##### TASK INPUTS

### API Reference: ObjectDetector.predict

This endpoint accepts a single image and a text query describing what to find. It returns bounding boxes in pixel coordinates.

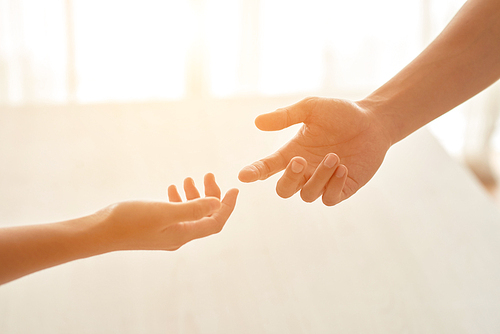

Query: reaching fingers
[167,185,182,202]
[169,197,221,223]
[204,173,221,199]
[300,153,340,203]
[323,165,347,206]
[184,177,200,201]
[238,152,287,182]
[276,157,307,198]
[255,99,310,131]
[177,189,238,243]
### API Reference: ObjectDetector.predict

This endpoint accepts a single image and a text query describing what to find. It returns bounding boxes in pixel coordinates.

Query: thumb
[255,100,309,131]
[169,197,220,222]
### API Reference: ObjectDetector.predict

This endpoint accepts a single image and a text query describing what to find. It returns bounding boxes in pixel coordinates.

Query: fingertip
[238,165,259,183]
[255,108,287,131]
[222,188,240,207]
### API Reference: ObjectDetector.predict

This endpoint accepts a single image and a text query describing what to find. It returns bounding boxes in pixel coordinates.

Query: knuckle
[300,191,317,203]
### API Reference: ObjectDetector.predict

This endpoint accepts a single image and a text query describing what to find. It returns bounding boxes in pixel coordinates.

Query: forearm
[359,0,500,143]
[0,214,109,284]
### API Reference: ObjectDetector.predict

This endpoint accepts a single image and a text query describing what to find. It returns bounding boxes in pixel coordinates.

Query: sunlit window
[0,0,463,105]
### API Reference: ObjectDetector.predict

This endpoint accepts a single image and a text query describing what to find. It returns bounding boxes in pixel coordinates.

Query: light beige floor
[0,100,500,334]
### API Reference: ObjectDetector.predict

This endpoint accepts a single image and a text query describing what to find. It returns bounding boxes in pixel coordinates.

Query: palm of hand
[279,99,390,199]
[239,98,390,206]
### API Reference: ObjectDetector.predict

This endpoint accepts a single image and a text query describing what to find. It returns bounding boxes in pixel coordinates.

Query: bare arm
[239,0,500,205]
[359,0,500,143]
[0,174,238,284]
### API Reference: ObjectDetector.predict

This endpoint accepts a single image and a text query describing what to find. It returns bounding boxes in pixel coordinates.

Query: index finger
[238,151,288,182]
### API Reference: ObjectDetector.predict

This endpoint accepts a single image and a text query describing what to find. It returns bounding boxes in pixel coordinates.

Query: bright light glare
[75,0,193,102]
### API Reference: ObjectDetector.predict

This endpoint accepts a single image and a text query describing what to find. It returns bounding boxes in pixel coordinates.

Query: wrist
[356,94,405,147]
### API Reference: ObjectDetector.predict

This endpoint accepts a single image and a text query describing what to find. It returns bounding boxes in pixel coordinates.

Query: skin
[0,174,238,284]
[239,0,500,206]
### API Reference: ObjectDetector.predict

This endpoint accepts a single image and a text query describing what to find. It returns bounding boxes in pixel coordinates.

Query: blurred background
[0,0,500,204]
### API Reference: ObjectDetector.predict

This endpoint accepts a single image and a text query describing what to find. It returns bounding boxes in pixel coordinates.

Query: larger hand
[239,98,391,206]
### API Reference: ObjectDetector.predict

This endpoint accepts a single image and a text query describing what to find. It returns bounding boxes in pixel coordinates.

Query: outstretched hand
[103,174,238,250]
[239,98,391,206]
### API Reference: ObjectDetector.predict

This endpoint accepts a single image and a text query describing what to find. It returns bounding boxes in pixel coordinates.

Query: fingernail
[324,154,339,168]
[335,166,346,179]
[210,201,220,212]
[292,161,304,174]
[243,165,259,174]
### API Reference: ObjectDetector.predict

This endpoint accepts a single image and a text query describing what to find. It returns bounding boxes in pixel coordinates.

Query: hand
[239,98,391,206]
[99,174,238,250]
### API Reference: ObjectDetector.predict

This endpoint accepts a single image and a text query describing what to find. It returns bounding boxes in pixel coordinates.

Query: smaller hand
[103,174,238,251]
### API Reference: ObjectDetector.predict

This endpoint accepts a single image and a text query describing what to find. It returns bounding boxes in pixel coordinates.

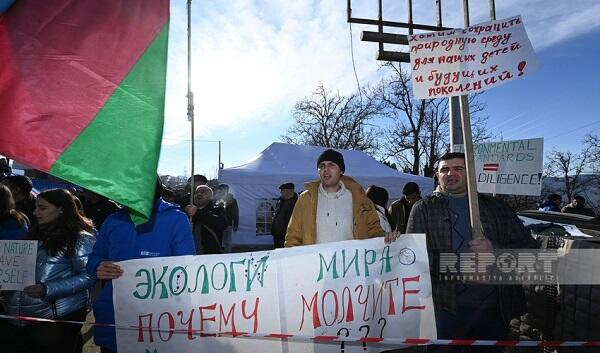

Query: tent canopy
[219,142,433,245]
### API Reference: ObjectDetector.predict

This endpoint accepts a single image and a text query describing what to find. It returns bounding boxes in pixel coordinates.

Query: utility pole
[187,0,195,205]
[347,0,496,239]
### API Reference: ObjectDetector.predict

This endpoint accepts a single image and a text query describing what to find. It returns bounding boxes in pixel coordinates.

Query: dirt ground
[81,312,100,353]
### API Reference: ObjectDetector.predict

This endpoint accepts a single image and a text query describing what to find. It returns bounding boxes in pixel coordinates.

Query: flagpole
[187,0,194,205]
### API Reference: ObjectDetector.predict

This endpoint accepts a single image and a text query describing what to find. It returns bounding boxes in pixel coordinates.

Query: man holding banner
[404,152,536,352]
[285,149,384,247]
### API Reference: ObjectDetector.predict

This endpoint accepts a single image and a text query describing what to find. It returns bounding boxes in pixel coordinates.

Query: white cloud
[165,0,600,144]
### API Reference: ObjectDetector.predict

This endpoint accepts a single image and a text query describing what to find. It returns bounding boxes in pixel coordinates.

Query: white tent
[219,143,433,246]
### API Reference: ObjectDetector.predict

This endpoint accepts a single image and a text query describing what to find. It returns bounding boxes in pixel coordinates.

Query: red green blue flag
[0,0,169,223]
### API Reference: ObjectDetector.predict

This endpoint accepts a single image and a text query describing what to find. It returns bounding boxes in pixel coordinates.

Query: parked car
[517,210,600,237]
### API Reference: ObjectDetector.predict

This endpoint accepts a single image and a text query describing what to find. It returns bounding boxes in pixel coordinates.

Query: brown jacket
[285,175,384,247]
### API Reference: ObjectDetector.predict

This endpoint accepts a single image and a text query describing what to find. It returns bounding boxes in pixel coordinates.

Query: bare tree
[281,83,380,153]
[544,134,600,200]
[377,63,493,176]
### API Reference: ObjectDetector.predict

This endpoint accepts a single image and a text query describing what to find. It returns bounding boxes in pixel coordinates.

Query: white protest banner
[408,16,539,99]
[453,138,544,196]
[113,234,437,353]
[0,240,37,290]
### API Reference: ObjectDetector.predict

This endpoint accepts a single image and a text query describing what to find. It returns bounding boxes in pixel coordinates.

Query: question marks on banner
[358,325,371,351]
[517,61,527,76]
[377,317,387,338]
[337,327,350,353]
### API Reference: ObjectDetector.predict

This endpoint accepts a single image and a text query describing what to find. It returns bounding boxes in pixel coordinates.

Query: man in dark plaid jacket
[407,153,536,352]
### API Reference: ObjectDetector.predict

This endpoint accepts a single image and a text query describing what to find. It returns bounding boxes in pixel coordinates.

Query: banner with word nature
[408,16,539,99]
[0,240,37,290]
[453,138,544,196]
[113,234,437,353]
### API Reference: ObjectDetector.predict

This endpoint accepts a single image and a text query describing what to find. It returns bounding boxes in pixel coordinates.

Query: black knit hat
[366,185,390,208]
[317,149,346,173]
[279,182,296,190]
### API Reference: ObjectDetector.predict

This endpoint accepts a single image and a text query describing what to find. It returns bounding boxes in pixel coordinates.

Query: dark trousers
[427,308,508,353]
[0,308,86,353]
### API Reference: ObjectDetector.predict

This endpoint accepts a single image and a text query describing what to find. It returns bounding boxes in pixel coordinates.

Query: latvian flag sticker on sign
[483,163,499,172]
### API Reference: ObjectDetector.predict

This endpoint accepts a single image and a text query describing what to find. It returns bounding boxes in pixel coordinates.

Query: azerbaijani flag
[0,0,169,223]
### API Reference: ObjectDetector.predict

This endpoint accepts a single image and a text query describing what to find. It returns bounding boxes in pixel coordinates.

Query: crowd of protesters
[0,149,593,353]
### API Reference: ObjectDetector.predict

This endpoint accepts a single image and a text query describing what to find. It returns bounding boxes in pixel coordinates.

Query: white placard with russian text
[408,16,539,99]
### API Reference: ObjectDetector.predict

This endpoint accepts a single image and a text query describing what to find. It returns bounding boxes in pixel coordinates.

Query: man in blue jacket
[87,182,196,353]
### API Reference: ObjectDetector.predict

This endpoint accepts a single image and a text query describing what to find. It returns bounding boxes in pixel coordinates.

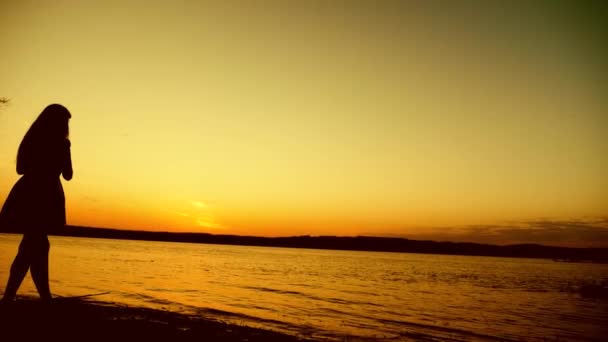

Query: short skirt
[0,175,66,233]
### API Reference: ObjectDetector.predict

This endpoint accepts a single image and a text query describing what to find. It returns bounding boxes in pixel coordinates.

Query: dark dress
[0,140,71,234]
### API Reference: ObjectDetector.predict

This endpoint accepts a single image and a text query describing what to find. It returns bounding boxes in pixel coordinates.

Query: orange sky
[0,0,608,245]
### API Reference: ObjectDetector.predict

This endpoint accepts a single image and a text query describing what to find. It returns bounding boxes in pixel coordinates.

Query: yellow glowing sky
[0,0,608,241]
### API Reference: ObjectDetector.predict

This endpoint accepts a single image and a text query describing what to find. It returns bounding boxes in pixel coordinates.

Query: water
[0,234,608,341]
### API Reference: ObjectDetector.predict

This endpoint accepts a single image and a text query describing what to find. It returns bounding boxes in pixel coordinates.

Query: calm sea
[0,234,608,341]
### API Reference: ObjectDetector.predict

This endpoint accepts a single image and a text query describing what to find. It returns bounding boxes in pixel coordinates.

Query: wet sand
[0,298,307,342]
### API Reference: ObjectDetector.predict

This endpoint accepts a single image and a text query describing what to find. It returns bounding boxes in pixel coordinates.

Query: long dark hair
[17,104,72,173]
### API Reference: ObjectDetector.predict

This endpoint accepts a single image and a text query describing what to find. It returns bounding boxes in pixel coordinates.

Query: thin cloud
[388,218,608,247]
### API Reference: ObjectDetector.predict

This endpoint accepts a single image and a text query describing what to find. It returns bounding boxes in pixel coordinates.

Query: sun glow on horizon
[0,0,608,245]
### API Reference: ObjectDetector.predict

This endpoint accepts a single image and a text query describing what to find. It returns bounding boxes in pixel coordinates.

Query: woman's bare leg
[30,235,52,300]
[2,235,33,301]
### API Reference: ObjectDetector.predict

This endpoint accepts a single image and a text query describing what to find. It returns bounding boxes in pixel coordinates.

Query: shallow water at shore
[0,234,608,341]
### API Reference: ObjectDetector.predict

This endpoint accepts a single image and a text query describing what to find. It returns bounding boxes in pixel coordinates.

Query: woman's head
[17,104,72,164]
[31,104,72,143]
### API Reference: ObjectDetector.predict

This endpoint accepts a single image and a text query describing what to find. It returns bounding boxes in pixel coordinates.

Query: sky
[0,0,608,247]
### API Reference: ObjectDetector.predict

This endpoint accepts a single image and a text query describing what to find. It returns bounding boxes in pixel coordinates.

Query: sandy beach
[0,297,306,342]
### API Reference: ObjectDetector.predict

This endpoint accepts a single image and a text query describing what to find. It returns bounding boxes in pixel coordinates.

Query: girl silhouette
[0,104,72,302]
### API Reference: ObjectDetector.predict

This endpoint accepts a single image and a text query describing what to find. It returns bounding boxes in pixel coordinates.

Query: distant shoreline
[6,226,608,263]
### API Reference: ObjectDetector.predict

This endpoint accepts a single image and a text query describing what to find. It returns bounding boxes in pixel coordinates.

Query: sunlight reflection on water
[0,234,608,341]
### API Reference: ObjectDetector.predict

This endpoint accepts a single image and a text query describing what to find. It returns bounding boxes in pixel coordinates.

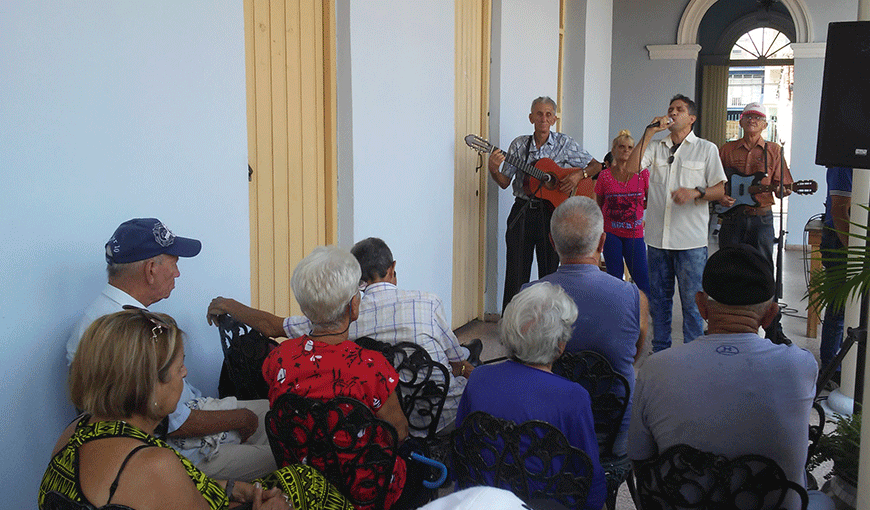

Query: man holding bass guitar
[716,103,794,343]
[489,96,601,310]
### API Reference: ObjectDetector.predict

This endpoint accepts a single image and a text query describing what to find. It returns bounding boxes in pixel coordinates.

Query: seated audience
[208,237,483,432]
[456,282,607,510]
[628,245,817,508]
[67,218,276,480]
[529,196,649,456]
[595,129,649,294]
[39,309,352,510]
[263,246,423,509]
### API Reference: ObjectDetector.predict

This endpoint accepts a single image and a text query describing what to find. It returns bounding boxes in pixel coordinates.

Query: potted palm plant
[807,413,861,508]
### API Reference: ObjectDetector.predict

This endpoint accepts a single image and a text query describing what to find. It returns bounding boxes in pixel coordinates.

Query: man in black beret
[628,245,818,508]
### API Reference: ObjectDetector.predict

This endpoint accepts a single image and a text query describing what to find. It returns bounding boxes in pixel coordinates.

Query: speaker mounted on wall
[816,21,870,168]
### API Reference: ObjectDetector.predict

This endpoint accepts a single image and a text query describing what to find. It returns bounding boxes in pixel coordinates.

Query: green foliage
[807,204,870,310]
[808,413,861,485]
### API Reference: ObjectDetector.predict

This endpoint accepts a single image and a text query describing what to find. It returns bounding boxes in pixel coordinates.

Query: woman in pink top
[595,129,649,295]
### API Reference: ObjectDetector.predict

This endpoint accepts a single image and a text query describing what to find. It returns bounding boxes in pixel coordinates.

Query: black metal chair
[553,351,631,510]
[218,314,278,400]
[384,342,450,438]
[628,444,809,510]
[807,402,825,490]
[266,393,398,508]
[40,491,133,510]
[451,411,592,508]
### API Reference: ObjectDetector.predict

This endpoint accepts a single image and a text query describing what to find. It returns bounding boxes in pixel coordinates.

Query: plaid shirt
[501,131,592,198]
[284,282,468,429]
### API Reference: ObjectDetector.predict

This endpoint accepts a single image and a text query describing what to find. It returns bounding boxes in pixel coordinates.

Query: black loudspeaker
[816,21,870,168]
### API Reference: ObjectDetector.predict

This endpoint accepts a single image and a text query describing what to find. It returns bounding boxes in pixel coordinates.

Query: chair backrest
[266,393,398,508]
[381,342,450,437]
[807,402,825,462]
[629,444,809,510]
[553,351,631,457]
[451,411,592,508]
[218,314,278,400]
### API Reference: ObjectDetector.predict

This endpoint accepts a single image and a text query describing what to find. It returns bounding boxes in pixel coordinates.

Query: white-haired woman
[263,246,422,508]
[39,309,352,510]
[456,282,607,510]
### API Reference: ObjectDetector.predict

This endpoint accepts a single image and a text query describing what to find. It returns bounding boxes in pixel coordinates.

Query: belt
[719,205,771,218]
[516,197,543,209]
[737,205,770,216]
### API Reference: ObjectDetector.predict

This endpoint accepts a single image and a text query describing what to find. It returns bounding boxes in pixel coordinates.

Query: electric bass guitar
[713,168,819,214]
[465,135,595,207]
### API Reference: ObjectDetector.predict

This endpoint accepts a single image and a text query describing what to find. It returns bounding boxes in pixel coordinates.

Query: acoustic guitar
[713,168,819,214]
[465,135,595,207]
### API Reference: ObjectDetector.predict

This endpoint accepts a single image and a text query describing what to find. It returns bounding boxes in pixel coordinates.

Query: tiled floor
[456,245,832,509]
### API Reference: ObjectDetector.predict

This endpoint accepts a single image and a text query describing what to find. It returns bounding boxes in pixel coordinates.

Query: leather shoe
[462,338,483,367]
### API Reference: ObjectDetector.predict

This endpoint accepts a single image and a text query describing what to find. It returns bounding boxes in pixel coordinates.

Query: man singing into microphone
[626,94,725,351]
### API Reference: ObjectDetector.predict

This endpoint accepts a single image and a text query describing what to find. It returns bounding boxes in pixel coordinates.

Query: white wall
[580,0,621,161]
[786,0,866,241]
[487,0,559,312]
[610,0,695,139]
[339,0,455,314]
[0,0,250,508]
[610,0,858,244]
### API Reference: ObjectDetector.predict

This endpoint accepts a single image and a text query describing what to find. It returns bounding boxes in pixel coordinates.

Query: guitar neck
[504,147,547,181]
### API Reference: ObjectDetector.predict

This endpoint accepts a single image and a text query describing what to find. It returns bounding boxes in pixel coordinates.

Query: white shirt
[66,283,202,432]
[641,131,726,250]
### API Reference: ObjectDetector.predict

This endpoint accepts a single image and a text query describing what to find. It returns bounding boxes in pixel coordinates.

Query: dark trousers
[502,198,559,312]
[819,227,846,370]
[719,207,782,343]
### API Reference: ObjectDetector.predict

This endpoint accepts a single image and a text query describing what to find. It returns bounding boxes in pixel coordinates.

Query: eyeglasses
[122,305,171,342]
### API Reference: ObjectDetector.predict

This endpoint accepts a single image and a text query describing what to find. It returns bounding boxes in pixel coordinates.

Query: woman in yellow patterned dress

##########

JOB
Show every line above that contains the word "banner", copying each one in full.

REPLY TO THE TASK
Query: man holding banner
Query: white protest banner
Query: question marks on banner
Query: banner with word nature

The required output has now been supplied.